## Dokumen Sumber
□ □ □
Teknologi telepon mulai hadir di Batavia (Hindia Belanda) pada tahun 1880-an dengan kepentingan kolonial untuk komunikasi ekonomi-politik. Telepon sebagai teknologi komunikasi modern ikut menentukan konstruksi kehidupan modern di Hindia Belanda. Telepon hadir dan melahirkan kisah-kisah yang merepresentasikan kehidupan sosial, politik, ekonomi, dan kebudayaan. Telepon adalah pengertian besar yang memberi kontribusi dalam mengonstruksi biografi Hindia Belanda sampai menjadi Indonesia.
□ □ □
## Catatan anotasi
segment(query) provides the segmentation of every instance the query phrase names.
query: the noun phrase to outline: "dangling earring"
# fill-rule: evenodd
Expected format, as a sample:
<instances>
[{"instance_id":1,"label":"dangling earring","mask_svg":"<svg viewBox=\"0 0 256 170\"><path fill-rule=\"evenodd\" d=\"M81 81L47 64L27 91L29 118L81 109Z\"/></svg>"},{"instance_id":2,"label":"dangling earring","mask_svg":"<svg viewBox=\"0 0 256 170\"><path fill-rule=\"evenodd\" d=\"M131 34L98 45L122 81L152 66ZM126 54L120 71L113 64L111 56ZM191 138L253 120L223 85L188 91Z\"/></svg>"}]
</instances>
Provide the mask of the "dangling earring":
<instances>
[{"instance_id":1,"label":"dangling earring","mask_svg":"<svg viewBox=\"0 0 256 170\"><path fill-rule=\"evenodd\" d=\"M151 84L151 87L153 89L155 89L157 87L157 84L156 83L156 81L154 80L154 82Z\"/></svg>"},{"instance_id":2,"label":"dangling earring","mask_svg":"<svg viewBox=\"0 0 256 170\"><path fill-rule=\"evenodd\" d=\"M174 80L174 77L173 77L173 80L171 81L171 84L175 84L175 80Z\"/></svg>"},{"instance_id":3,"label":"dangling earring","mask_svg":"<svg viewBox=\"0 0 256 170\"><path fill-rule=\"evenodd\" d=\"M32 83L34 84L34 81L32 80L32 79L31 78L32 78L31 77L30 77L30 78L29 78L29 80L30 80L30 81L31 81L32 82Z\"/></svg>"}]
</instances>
□ □ □
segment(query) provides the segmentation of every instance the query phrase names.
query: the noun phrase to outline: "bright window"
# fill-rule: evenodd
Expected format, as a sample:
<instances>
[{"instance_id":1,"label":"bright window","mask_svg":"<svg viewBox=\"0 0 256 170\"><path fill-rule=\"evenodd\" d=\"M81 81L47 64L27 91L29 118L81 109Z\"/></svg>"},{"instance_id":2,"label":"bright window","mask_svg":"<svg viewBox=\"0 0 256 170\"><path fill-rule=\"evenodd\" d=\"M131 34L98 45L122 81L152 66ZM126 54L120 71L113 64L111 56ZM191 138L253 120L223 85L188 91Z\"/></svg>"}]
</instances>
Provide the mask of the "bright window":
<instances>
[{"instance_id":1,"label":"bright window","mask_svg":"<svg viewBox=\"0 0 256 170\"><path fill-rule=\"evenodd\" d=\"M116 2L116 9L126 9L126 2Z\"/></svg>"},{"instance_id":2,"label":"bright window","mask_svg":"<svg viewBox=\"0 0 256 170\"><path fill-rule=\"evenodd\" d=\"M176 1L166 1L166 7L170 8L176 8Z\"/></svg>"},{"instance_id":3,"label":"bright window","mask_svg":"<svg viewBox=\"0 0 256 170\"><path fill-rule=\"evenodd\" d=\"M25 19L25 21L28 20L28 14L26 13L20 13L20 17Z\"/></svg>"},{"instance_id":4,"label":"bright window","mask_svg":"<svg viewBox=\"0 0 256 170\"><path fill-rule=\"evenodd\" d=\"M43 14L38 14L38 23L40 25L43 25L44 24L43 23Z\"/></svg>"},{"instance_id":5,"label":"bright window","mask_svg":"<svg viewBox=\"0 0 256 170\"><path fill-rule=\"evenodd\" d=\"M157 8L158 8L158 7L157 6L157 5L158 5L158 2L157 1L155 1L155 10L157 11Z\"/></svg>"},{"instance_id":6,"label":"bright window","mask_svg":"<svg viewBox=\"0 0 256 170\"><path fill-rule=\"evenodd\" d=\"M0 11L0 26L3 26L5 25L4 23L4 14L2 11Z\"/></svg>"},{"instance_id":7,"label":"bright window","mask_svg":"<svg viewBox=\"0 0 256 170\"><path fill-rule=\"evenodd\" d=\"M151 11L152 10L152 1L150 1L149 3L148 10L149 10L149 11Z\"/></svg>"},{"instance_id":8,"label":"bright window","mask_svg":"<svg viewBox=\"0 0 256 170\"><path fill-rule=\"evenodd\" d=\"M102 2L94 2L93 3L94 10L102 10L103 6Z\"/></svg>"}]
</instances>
□ □ □
## Tugas Anda
Tentukan apakah setiap pernyataan berikut sesuai dengan dokumen sumber: (a) telepon mulai hadir di Batavia pada tahun 1880-an; (b) telepon dihadirkan di Batavia terutama untuk kepentingan hiburan; (c) telepon ikut menentukan konstruksi kehidupan modern di Hindia Belanda. Jawab ya atau tidak untuk masing-masing, disertai kutipan persis kata-kata penentu dari dokumen sumber.

## Jawaban
(a) Ya: "Teknologi telepon mulai hadir di Batavia (Hindia Belanda) pada tahun 1880-an".
(b) Tidak: "dengan kepentingan kolonial untuk komunikasi ekonomi-politik".
(c) Ya: "Telepon sebagai teknologi komunikasi modern ikut menentukan konstruksi kehidupan modern di Hindia Belanda".